- Problem statement -
Please list everything that the passage on decoding confidence below says fluent text output must declare first.

Passage for review START

Shafiezadeh et al. (2023) showed that random cross-validation and leave-one-patient-out give different estimates in patient-independent seizure prediction, and Ovadia et al. (2019) showed that predictive uncertainty methods can be widely degraded under dataset shifts. Furthermore, Han et al. (2024) showed that model assessment and selection should be designed according to the temporal order with temporal distribution shift. Duan et al.'s UNCER, Hu et al., and Shafiezadeh et al. (2024) showed that calibration itself is important, but the inference that can be drawn from this is that even if the ECE is the same, different split and shift families are different evidence. Therefore, this site does not equate within-session calibration with cross-day / cross-subject reliability.

3. In language decoding, confidence must be read through the scaffold

Language-decoding papers make the same lesson concrete in a different form: the uncertainty object changes when the output scaffold changes. Tang et al. (2023) used subject-specific fMRI together with autoregressive context, and their ablations show that removing fMRI drops performance while isolated scoring still compares the actual word to distractors. Défossez et al. (2023) reported top-10 segment retrieval for fixed 3 s speech windows. d'Ascoli et al. (2025) scaled known-word-onset decoding to 723 participants, but still reported top-10 accuracy with a retrieval set of 250 words and found strong protocol effects such as MEG > EEG and reading > listening. Ye et al. (2025) directly concatenated brain and text prompt embeddings for LLM generation and outperformed prompt-only or permuted-brain controls. Therefore, on this site, apparently fluent text output is not accepted as a generic uncertainty object: it must declare the candidate bank, prompt scaffold, onset rule, and neural-contribution controls first.

3A. 2026-03-29 addendum: structural pass/fail bundle for language-facing confidence

Route family	Minimum disclosure before the score is read	Minimum pass condition on this site	Claim still blocked
Fixed-bank retrieval	Bank contents, segment definition, bank size, cue policy, and whether cue-presentation data entered train / validation / test.	It can count only as retrieval-conditioned evidence if calibration and accuracy are reported on held-out trials under the same bank and cue policy, with no-brain, time-shuffle, or cue-separated comparison.	Open-world semantic access or free-choice communication.
Known-onset word decoding	Word-onset source, retrieval-set size, vocabulary policy, averaging rule, and whether the decoder uses only causal information around the onset.	It can count only as onset-conditioned word-decoding evidence if top-k or calibration is reported within the declared retrieval set and onset regime together with Neural Contribution Card controls.	Free-running continuous speech or unrestricted language readout.

Passage for review END
Raw data START

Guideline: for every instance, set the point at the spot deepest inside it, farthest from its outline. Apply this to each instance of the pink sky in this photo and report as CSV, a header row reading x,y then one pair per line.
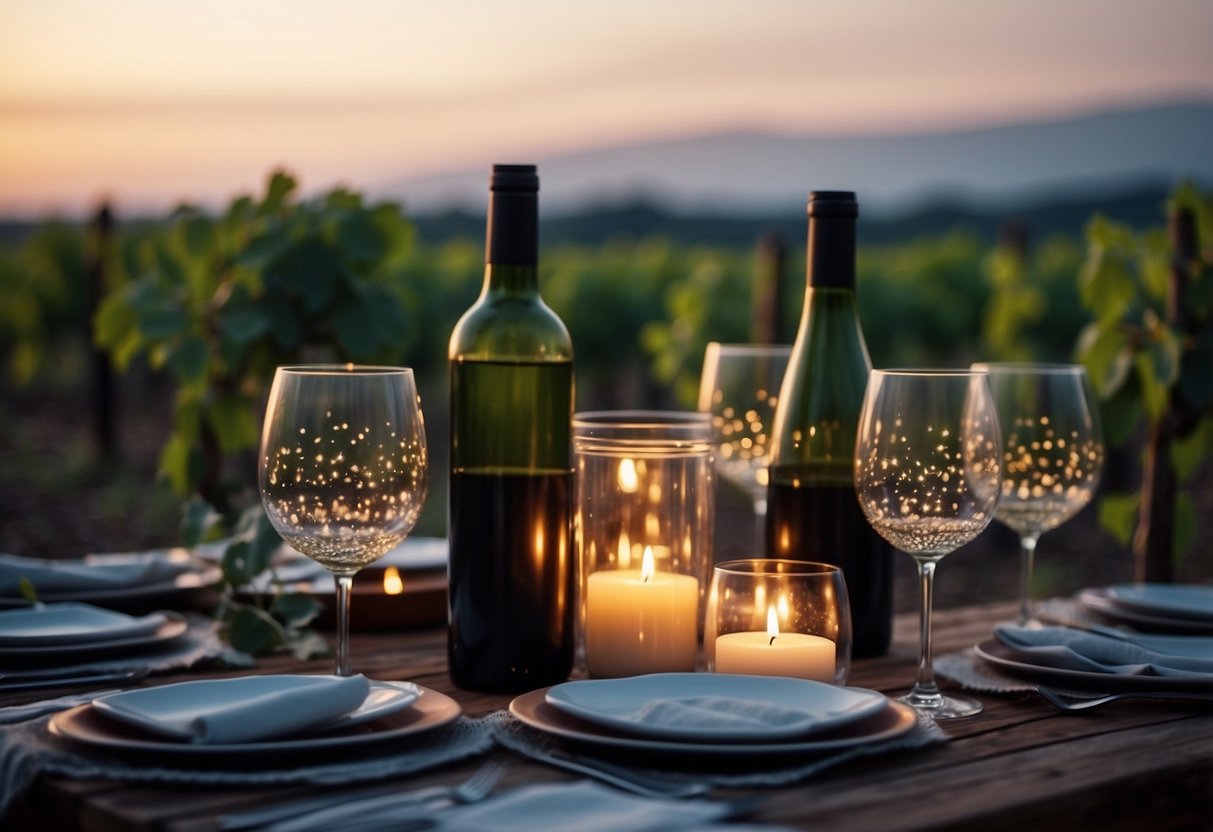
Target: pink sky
x,y
153,102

Raw data END

- Solution -
- candidate bank
- prompt scaffold
- onset rule
- neural-contribution controls